Below is a block of entries; repeat exactly the lines starting at the line that contains "Shelf-audit tool: tag the coyote's paw" and ending at the line that contains "Shelf-audit tool: tag the tree", both included.

Start of Block

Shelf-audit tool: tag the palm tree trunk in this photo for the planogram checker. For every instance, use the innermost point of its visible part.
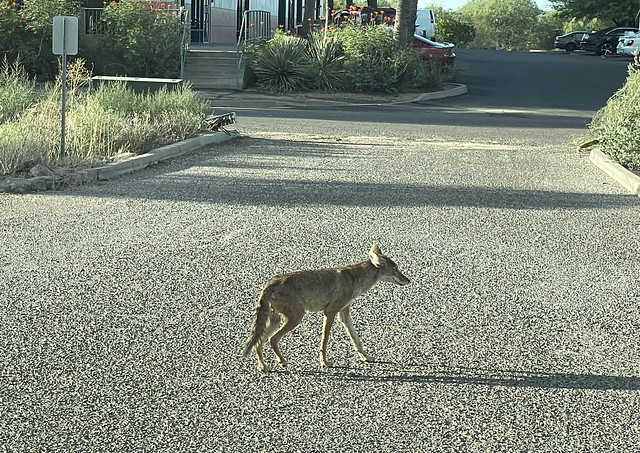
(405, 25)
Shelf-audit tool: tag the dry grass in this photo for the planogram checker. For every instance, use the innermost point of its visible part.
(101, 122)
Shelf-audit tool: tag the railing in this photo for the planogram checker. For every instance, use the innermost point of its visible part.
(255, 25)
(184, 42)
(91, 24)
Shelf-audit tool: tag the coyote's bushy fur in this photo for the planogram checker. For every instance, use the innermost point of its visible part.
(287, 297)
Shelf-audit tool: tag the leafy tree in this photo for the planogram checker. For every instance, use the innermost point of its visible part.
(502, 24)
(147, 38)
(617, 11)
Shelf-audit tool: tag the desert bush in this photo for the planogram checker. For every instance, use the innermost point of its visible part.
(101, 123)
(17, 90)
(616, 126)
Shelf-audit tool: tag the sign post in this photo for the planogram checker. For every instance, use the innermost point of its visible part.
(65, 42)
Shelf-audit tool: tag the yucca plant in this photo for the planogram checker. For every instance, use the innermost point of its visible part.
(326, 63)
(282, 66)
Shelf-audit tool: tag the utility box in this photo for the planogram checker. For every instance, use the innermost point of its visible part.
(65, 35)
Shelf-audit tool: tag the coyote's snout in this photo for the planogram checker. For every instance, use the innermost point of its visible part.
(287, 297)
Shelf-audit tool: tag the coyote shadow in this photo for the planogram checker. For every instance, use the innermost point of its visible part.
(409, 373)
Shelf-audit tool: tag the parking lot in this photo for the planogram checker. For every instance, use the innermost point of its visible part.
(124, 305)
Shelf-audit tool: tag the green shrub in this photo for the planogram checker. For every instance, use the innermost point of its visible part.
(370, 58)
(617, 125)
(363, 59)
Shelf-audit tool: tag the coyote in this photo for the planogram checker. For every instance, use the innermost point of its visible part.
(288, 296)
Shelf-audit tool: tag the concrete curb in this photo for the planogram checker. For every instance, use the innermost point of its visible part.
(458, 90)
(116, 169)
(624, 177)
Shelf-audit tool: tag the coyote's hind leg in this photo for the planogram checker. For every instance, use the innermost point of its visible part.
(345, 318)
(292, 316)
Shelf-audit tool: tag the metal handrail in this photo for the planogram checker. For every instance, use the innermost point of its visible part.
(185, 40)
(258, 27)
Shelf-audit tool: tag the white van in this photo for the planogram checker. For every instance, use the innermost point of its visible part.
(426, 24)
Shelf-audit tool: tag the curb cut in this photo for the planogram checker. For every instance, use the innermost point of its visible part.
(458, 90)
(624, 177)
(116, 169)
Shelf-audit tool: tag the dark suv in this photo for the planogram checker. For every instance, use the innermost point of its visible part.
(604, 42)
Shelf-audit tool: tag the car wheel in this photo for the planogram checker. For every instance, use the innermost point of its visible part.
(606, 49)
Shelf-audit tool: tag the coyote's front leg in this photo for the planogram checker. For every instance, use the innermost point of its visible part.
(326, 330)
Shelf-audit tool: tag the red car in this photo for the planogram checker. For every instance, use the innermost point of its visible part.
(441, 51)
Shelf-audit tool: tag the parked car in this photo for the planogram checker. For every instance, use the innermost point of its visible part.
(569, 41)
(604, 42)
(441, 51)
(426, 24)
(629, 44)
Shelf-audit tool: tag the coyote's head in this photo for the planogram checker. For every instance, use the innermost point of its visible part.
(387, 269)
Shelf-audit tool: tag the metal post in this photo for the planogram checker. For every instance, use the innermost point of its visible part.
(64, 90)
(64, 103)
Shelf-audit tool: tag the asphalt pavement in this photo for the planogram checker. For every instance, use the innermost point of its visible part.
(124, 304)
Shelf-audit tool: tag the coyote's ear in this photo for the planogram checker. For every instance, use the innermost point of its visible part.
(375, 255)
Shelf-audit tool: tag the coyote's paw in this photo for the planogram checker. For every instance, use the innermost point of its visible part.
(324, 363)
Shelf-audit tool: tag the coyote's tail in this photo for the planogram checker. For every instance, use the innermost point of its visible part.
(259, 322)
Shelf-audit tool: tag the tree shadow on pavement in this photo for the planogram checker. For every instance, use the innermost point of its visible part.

End of Block
Start of Block

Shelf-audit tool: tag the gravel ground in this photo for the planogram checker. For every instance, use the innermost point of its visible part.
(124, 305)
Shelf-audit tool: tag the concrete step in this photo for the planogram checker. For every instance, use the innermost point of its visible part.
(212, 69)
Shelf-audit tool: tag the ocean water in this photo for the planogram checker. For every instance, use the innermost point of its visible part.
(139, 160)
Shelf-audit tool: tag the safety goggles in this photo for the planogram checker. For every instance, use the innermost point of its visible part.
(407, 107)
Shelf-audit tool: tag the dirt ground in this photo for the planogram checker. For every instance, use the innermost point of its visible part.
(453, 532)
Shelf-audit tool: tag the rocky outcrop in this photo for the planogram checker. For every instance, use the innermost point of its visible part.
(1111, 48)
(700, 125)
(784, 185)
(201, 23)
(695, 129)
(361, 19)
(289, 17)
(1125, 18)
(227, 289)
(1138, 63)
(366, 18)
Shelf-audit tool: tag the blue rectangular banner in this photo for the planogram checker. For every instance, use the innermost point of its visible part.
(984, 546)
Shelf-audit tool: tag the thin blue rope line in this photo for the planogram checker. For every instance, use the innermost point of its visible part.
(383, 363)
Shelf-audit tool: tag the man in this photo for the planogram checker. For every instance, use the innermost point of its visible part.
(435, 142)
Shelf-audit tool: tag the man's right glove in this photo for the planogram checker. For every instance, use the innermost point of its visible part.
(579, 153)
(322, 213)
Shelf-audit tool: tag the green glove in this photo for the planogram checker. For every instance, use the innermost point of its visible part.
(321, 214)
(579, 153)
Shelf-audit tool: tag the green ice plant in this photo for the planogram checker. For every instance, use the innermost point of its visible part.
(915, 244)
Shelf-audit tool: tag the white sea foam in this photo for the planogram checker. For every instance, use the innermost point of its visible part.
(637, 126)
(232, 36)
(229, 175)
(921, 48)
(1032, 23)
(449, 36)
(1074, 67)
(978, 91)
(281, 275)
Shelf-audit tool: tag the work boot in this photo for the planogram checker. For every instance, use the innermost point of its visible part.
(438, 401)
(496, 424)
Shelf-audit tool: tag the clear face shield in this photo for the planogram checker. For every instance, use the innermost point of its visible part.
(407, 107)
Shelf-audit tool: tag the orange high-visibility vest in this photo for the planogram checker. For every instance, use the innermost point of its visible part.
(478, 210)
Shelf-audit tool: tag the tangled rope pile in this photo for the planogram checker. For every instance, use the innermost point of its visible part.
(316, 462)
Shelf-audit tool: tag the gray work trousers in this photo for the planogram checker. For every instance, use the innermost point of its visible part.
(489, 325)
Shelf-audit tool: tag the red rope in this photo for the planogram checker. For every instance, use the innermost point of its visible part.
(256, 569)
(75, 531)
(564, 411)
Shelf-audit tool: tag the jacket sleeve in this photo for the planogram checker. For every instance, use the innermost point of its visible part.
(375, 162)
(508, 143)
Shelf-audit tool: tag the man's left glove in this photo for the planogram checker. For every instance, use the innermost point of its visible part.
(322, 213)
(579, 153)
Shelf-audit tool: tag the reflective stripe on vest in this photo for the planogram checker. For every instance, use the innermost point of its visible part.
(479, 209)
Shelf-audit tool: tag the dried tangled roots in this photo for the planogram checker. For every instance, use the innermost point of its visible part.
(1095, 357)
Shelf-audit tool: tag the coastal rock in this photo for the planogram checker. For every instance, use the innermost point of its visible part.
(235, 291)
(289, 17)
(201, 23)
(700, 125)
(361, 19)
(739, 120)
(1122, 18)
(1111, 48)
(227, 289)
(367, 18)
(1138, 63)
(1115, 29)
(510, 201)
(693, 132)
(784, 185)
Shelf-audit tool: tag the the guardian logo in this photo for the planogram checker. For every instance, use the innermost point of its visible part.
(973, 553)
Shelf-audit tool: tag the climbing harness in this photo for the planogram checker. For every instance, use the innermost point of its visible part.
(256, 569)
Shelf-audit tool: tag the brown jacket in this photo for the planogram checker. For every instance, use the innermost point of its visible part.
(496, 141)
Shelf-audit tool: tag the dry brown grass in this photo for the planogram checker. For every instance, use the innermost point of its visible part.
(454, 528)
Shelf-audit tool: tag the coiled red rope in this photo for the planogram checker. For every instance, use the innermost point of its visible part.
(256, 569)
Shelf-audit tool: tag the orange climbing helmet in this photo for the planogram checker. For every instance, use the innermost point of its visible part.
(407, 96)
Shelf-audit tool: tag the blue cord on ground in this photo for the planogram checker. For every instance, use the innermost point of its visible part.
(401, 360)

End of Block
Start of Block

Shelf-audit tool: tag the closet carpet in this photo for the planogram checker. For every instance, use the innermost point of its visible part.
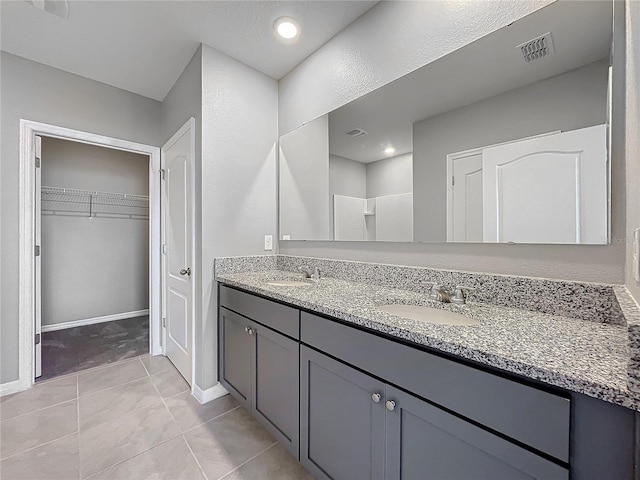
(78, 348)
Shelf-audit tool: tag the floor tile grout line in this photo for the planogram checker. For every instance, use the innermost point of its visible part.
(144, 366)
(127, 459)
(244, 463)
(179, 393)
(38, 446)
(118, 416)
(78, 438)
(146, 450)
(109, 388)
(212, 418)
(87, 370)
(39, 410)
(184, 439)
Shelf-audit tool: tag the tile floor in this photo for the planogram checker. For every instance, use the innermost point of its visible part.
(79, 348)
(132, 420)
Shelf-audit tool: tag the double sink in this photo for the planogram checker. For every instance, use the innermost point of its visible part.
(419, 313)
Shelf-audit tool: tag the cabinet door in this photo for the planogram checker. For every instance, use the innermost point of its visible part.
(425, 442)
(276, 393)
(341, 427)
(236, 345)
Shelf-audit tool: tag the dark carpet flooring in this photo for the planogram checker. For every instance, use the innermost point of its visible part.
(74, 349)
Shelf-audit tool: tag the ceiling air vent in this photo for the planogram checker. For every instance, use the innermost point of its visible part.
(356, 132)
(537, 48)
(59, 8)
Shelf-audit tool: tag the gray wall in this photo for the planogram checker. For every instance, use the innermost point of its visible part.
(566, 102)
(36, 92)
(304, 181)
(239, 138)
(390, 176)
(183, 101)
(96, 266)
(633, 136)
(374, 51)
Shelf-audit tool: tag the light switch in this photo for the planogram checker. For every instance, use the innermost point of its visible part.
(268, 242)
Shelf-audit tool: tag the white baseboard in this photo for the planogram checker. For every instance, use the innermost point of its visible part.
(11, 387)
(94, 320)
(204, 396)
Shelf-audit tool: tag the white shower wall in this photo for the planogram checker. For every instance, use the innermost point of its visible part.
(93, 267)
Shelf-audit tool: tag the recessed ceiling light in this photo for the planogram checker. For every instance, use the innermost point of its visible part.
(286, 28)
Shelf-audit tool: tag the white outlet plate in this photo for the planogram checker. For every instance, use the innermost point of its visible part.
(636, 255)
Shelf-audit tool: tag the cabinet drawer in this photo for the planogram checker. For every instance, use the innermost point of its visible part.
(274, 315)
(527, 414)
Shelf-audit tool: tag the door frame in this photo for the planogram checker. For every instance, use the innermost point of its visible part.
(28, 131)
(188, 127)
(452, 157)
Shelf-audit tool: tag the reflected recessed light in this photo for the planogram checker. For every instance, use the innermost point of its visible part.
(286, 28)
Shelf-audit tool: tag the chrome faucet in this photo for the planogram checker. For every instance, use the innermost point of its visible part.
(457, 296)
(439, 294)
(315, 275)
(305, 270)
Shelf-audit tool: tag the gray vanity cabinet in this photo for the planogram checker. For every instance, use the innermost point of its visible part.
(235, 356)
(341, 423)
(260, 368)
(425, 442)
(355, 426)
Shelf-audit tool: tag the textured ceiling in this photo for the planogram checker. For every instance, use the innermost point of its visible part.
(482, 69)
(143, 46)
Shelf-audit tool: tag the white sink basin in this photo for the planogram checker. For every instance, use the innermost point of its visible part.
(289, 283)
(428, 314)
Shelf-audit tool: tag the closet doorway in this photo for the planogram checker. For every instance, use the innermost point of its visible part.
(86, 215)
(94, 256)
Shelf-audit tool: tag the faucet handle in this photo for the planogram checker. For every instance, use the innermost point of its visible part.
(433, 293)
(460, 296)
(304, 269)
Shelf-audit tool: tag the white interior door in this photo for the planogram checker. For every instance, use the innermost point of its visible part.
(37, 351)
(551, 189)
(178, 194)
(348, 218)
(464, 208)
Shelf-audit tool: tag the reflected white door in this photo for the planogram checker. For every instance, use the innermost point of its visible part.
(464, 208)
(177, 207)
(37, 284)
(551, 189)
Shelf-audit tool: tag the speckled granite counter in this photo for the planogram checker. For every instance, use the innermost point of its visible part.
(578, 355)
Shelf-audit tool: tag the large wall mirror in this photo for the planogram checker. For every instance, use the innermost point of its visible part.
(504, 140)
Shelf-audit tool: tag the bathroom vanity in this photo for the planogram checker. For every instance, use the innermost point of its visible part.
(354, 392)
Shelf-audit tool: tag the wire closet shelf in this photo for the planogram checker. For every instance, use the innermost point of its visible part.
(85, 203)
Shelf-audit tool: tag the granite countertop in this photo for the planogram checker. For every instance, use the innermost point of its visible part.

End of Block

Final answer.
Shelf-audit tool: tag the coyote's paw in this photo for the planogram checker. For every instance, use the innermost point of its visible part.
(324, 363)
Shelf-audit tool: tag the coyote's tail in this photo for the planogram checker. For every instance, use the innermost point of its visible part.
(259, 322)
Shelf-audit tool: tag the tree shadow on pavement in this photo for the planogram checker. For every instance, use the innermost point of its visible part.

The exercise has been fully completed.